> _Problem to work on_
Starting at the line with "Each instance of the curved", transcribe each line through the final one, both included, and add nothing.

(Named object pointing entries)
<<<<
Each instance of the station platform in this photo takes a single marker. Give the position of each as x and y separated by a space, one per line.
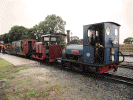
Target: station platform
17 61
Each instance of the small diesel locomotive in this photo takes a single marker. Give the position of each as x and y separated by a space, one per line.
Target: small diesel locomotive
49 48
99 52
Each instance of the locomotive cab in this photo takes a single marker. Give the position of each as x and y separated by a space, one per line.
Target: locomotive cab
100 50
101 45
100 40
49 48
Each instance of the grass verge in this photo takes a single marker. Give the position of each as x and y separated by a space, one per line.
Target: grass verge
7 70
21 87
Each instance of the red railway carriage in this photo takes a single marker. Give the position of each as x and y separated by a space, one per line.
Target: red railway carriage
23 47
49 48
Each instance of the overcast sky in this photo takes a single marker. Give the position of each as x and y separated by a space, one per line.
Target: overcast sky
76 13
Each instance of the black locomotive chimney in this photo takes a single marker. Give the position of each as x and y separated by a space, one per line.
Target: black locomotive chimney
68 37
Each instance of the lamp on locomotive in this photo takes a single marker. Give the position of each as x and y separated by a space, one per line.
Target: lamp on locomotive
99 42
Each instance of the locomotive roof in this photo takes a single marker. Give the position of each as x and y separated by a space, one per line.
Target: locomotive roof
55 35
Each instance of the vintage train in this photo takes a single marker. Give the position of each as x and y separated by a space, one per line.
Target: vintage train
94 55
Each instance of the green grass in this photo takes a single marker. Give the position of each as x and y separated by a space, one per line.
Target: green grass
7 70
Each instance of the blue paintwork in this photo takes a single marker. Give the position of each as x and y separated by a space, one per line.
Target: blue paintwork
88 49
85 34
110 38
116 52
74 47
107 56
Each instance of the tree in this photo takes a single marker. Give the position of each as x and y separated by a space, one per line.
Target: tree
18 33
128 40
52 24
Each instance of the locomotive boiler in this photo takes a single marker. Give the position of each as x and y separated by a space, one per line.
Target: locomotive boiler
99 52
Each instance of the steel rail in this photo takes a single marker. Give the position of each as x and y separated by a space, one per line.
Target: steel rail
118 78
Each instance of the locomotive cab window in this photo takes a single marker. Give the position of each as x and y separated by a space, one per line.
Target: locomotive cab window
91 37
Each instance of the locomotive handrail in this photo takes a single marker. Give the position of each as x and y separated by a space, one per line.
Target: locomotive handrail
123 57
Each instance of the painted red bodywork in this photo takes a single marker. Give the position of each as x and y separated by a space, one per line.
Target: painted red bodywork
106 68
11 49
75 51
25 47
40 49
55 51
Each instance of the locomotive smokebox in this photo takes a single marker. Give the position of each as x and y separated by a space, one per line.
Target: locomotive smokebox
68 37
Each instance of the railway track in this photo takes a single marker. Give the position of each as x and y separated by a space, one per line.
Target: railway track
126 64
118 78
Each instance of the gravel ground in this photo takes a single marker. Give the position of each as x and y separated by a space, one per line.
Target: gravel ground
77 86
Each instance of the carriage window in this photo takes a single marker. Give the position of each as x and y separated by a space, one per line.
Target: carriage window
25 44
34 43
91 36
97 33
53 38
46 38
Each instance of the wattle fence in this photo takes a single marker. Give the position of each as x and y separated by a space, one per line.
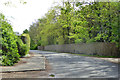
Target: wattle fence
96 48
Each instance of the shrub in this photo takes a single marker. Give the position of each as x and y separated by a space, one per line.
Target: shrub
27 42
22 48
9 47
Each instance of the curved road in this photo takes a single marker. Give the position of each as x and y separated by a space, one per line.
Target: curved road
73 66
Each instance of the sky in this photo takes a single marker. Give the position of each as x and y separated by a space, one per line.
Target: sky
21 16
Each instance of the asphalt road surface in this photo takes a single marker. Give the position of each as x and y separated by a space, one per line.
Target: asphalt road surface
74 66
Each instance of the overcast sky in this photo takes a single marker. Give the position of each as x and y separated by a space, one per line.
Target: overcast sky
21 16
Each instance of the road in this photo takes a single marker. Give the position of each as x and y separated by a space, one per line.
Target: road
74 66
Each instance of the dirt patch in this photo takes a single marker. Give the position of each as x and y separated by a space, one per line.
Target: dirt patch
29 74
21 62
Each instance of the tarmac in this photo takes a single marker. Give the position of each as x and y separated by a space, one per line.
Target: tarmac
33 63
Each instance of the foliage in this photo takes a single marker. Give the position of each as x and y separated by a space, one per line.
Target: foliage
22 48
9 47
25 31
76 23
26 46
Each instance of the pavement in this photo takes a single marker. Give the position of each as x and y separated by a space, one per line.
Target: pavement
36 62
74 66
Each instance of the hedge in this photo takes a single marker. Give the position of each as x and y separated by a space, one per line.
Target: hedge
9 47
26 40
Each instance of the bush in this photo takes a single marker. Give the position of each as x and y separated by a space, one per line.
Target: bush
>>>>
> _Task solution_
Each instance of the curved road in this photo takes a single marker. Give the position of each as x and y separated by a space, one per line.
Target: curved road
73 66
Each instance of the sky in this photo takes a single marker. Give the position of each as x and y separated by a space, one per line.
Target: sky
21 16
Each instance of the asphalt road surface in this photo takes a single marker. Give the position of each as x and y separated by a space, one per line.
Target: asphalt road surface
74 66
Each instance of the overcast sky in this photo takes a single marker. Give the position of each as x and y separated by a space, one per line.
Target: overcast sky
21 16
Each instance of the road in this photo takes a single marker. Give the position of each as x and y separated by a space, one per line.
Target: road
74 66
Each instance of the dirt patch in this photo takes a single marker. Give the position of each as x and y separated by a space, one per line.
Target: dirt patch
29 74
21 62
Each instance of the tarmac in this photo takes a single marker. Give the position of each as x and y separated by a space, one per line.
Target: tarmac
33 63
Each instance of the foliage in this photo takes a single marker. Give the position of each as x and y separated by a space, one per line.
Target: foliage
22 48
9 47
25 31
76 23
26 46
Each instance of the pavement in this photo takes a single marker. Give the position of each as x and y separated by a space, one per line.
Target: pavement
36 62
74 66
Each instance of the hedge in this photo takes a single marker. Give the position of each as x and y separated by a space, one per line.
Target: hedge
9 47
26 40
Each instance of the bush in this photo takes a single marker. Give the position of each as x and y separated by a space, one per line.
Target: bush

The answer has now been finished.